> _EXTRAIT DE PAGE_
Ces voleurs et criminels et cols blancs sont responsables de plusieurs drames dans des familles. Combien de retraités sont morts faute de traitements appropriés, combien sont devenus paralysés, aveugles et n’arrivent pas à se nourrir au quotidien et combien de couples ont été disloqués à cause de cette précarité ?
Mais ces odieux et inhumains criminels s’en fichent car ils savent bien qu’au royaume de l’impunité qu’est devenu le Congo, ils ne risquent absolument rien puisque le poisson pourrit par la tête et que le sommet de l’Etat est loin d’être exemplaire à suivre.
Eviter une implosion de la CRF
Pour éviter une implosion de la CRF, il y a deux types de mesures à prendre. Les premières concernent les ressources financières nécessaires au paiement mensuel des pensions de retraite. Les secondes concernent la répression, par voie de justice, de tous les types de détournements des milliards de F. CFA de la CRF au détriment des retraités qui devraient en être les légitimes bénéficiaires.
Pour générer suffisamment de ressources financières dans les caisses de la CRF, il faut que le ministre du Travail et de la sécurité sociale prenne rapidement l’initiative:
A. De faire préparer avec diligence, par son cabinet, un projet de loi à soumettre au Parlement sans retard. Ce texte portera sur le relèvement de l’âge de départ à la retraite à 63 ans. Mais les fonctionnaires pourront toujours demander, à 62 ans, à prolonger leurs activités pour une durée ne dépassant pas deux ans. Ils pourront alors partir en retraite à 64 ou 65 ans. Il n’y aura pas de seconde prolongation d’activités.
Ce relèvement de l’âge de départ à la retraite s’explique par le fait que des milliers de fonctionnaires étaient partis à la retraite toutes les années antérieures, sans être remplacés, plusieurs autres partent en retraite cette année dans les mêmes conditions. Si rien n’est fait, d’autres iront en retraite l’année prochaine et les années suivantes sans être remplacés. Ces nouveaux et nombreux retraités viendront grossir le nombre des retraités. Ce qui aura pour conséquence de faire perdre à la CRF d’importantes ressources financières et d’aggraver le déséquilibre entre les charges et les ressources de la CRF, rendant ainsi plus difficile le paiement des pensions des retraités. Il est donc nécessaire de retarder ces départs à la retraite pour conserver les ressources financières provenant des cotisations des actifs en attendant que soient recrutés un nombre suffisant de Congolais, chaque année, dans la Fonction publique, afin que, dès le départ à la retraite des fonctionnaires qui devaient aller à 60 ans, il y ait plus d’actifs qui cotisent et génèrent davantage de ressources financières pour payer les passifs.
Mais, pour éviter les abus de la part de ceux qui redoutent le départ à la retraite, la future loi portant relèvement de l’âge de départ à la retraite à 63 ans ne concernera pas les fonctionnaires qui ont déjà reçu leurs préavis de départ à la retraite. Leur départ est irréversible. La future loi doit préciser l’exclusion des préavisés de manière explicite.

> _EXTRAIT DES DONNÉES_
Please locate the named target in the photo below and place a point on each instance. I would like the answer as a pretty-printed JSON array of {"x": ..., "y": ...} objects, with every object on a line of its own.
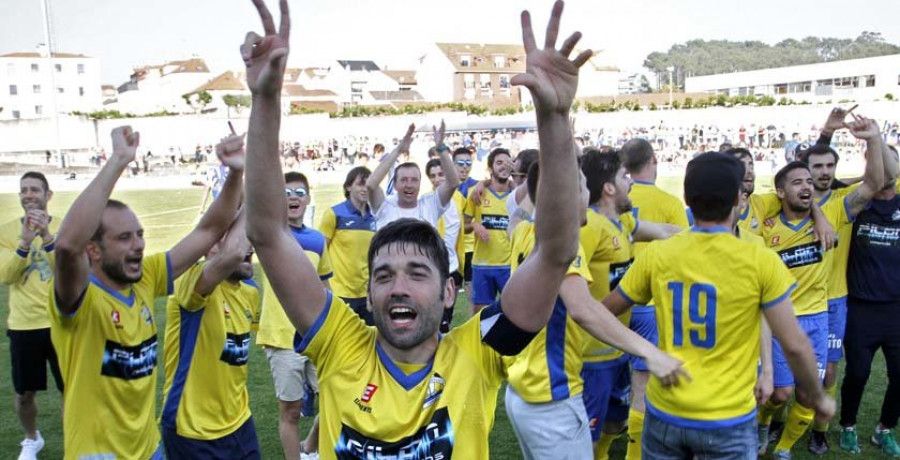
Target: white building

> _ÉNONCÉ_
Répondez, s'il vous plaît, aux questions suivantes à partir de l'extrait de page.
(a) Quels sont les deux types de mesures à prendre pour éviter une implosion de la CRF ?
(b) Pour quelle durée maximale les fonctionnaires pourront-ils demander à prolonger leurs activités, et à quel âge ?
(c) Quels fonctionnaires la future loi ne concernera-t-elle pas ?

> _RÉSULTAT ATTENDU_
(a) Les mesures concernant les ressources financières nécessaires au paiement mensuel des pensions de retraite, et la répression, par voie de justice, de tous les types de détournements des fonds de la CRF.
(b) Pour une durée ne dépassant pas deux ans, sur demande à 62 ans.
(c) Les fonctionnaires qui ont déjà reçu leurs préavis de départ à la retraite.